+++ LISTED RECORDS +++
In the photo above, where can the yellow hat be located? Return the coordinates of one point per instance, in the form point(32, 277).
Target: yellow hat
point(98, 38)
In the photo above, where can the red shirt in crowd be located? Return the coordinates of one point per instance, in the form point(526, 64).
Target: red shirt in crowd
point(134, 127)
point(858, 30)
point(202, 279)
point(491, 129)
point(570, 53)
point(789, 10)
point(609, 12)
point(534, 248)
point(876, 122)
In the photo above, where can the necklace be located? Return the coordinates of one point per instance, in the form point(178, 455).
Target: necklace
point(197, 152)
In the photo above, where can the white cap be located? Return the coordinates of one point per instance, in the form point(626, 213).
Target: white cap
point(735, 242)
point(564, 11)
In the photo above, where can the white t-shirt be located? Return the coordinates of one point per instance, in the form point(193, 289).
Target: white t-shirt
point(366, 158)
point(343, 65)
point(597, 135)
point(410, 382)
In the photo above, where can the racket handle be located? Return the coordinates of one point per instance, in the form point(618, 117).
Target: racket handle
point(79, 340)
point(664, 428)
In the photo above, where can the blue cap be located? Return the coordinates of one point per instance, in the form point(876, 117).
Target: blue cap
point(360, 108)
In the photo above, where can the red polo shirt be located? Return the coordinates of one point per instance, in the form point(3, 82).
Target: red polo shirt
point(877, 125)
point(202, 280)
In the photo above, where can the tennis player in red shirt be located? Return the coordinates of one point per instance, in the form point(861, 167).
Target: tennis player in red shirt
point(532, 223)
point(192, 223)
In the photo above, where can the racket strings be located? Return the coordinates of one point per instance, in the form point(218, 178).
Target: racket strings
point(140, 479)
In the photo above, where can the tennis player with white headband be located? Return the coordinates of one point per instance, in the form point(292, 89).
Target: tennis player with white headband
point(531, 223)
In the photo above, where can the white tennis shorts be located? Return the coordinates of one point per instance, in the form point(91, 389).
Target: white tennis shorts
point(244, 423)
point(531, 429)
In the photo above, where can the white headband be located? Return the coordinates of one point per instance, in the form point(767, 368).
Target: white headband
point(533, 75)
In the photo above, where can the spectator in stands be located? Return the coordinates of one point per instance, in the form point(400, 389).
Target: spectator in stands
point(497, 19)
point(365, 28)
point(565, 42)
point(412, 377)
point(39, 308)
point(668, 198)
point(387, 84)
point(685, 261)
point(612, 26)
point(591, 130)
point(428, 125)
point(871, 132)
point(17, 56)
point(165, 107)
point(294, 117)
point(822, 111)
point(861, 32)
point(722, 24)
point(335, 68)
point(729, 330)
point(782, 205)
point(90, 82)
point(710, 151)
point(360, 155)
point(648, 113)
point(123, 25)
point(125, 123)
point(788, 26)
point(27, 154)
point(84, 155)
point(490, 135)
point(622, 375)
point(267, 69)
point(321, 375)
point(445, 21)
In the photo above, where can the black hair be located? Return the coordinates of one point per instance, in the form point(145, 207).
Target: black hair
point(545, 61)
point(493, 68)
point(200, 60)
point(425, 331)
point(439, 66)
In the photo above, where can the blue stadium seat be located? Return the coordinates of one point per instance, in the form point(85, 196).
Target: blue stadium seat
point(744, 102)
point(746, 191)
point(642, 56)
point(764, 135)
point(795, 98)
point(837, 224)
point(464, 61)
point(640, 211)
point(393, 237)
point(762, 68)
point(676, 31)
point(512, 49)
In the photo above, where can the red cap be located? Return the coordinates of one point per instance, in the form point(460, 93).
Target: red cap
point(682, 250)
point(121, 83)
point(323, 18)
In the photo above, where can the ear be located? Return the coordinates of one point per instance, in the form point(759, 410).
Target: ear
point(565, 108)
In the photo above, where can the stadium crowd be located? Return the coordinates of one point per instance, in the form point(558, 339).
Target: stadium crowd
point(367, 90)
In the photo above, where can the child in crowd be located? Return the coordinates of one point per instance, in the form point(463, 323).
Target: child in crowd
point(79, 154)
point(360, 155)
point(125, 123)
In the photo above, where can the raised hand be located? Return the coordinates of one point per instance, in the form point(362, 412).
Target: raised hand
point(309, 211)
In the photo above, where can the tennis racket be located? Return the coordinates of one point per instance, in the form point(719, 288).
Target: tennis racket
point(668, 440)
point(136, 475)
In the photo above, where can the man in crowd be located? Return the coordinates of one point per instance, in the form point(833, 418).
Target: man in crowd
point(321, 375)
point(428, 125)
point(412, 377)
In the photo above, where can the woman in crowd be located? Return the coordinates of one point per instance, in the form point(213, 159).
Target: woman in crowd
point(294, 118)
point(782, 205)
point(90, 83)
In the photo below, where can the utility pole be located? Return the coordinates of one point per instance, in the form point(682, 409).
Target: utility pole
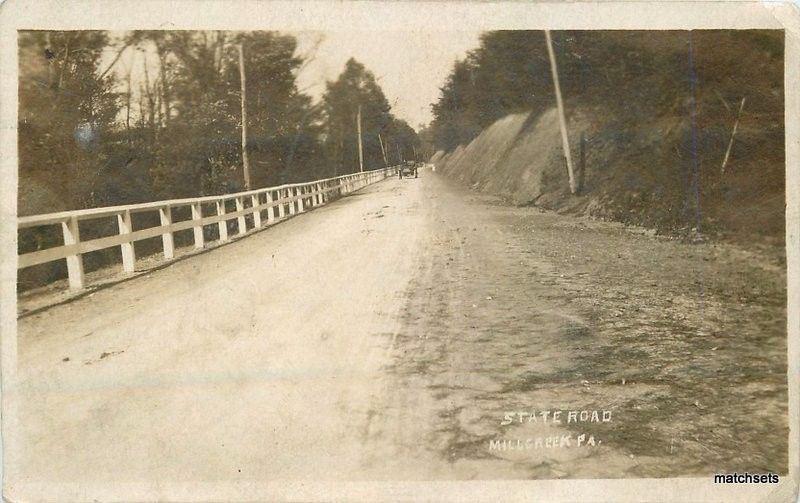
+++
**PROBLEM REQUIREMENTS**
Rewrite all of the data above as a numbered list, skipping any blank lines and leaving the pictures out of your answer.

**RESPONSE TO THIS TASK**
1. In the photo above, where can the yellow hat be located? Return the coordinates of one point per instance, in the form point(32, 277).
2. Target: yellow hat
3. point(98, 38)
4. In the photo above, where can the red shirt in crowd be located? Return the coordinates of one point per instance, in the form point(526, 64).
5. Target: red shirt in crowd
6. point(134, 127)
7. point(858, 30)
8. point(202, 279)
9. point(491, 129)
10. point(570, 53)
11. point(789, 10)
12. point(609, 12)
13. point(534, 248)
14. point(876, 122)
15. In the photo above, where can the necklace be located? Return the coordinates of one point per instance, in the form point(178, 455).
16. Target: necklace
17. point(197, 152)
18. In the photo above, where can the white cap be located? Return the coordinates of one point per instance, in the form point(626, 213).
19. Target: white cap
20. point(735, 242)
21. point(564, 11)
22. In the photo above, where can the white t-shirt be located? Return the coordinates of one point per instance, in the form point(193, 289).
23. Target: white t-shirt
24. point(366, 158)
25. point(343, 65)
26. point(597, 135)
27. point(410, 382)
28. In the photo above, where can the racket handle be located? Return the coordinates of one point per instance, in the form point(618, 117).
29. Target: racket handle
30. point(79, 340)
31. point(664, 428)
32. In the photo above, where can the blue cap be located? Return the coordinates of one point per instance, in the form point(876, 117).
33. Target: blue cap
34. point(360, 108)
35. In the photo above, where can the red polo shirt be located? Return the coordinates of one point per instance, in the form point(3, 82).
36. Target: red polo shirt
37. point(877, 125)
38. point(202, 280)
39. In the photo above, where can the tennis player in red shirt be located? Return the coordinates of one point per instance, in the form point(861, 167).
40. Target: tennis player in red shirt
41. point(532, 223)
42. point(192, 223)
43. In the photo above, where can the racket strings be located? Return the coordinates of one point per instance, in the form point(218, 178).
44. Target: racket strings
45. point(140, 479)
46. In the photo above, where can the tennis player with white headband be located? Return the coordinates of one point per instance, in the form point(292, 89).
47. Target: tennis player with white headband
48. point(531, 223)
49. In the photo above, where can the white tennis shorts be located? Return the coordinates of one point per instance, in the form point(91, 389).
50. Target: white tennis shorts
51. point(244, 423)
52. point(531, 429)
53. In the photo above, where can the white headband be located? Return the coordinates of one point per instance, in the form point(767, 368).
54. Target: white headband
55. point(533, 75)
56. In the photo above, where can the spectator in stands be located? Return the coordinates of one point per instance, in the form point(400, 389).
57. Target: spectator in stands
58. point(497, 19)
59. point(365, 28)
60. point(565, 42)
61. point(412, 377)
62. point(39, 308)
63. point(668, 198)
64. point(387, 84)
65. point(685, 261)
66. point(612, 26)
67. point(591, 130)
68. point(428, 125)
69. point(871, 132)
70. point(17, 56)
71. point(165, 107)
72. point(294, 117)
73. point(822, 111)
74. point(861, 32)
75. point(722, 24)
76. point(335, 68)
77. point(729, 330)
78. point(782, 205)
79. point(90, 82)
80. point(710, 151)
81. point(360, 155)
82. point(648, 113)
83. point(123, 25)
84. point(125, 123)
85. point(788, 26)
86. point(27, 154)
87. point(84, 155)
88. point(490, 135)
89. point(622, 375)
90. point(267, 69)
91. point(321, 375)
92. point(445, 21)
93. In the photo above, where can the black hair be located? Return the coordinates of one point per instance, in the form point(145, 207).
94. Target: black hair
95. point(545, 61)
96. point(493, 68)
97. point(200, 60)
98. point(425, 331)
99. point(439, 66)
100. In the photo above, where can the blue stadium seat be located? Return the coordinates of one point per instance, in the form point(85, 196).
101. Target: blue stadium seat
102. point(744, 102)
103. point(746, 191)
104. point(642, 56)
105. point(764, 135)
106. point(795, 98)
107. point(837, 224)
108. point(464, 61)
109. point(640, 211)
110. point(393, 237)
111. point(762, 68)
112. point(676, 31)
113. point(512, 49)
114. In the photo above, where can the red cap be located? Return the coordinates of one point per instance, in the form point(460, 93).
115. Target: red cap
116. point(682, 250)
117. point(121, 83)
118. point(323, 18)
119. In the photo above, where can the ear be located? Return the coordinates of one point per instance, in the form point(759, 410).
120. Target: ear
121. point(565, 108)
122. In the photo above, where can the stadium crowd be located? Return the coordinates of one point per instance, in the form point(558, 339).
123. Target: stadium crowd
124. point(367, 90)
125. In the photo above, where can the child in crowd be located? Return the coordinates of one point per instance, in the form point(463, 323).
126. Target: child in crowd
127. point(79, 154)
128. point(360, 155)
129. point(125, 123)
130. In the photo above, where can the raised hand be located? Return the coordinates of one point per instance, in the form point(362, 412).
131. Target: raised hand
132. point(309, 211)
133. In the photo above, where can the tennis racket be located? Return the coordinates of one point per instance, in the form point(719, 288).
134. Target: tennis racket
135. point(668, 440)
136. point(136, 475)
137. In the photo above, where can the man in crowd be located? Return the coordinates of one point per instance, in the form point(833, 418).
138. Target: man in crowd
139. point(321, 375)
140. point(428, 125)
141. point(412, 377)
142. In the photo above, where can the woman in crowd be located? Return the coordinates of one point per instance, in the form point(213, 159).
143. Target: woman in crowd
144. point(294, 118)
145. point(782, 205)
146. point(90, 83)
147. In the photo below, where can the utility pole be located? Return the coordinates of one point per instance, in the form point(682, 409).
148. Target: utility pole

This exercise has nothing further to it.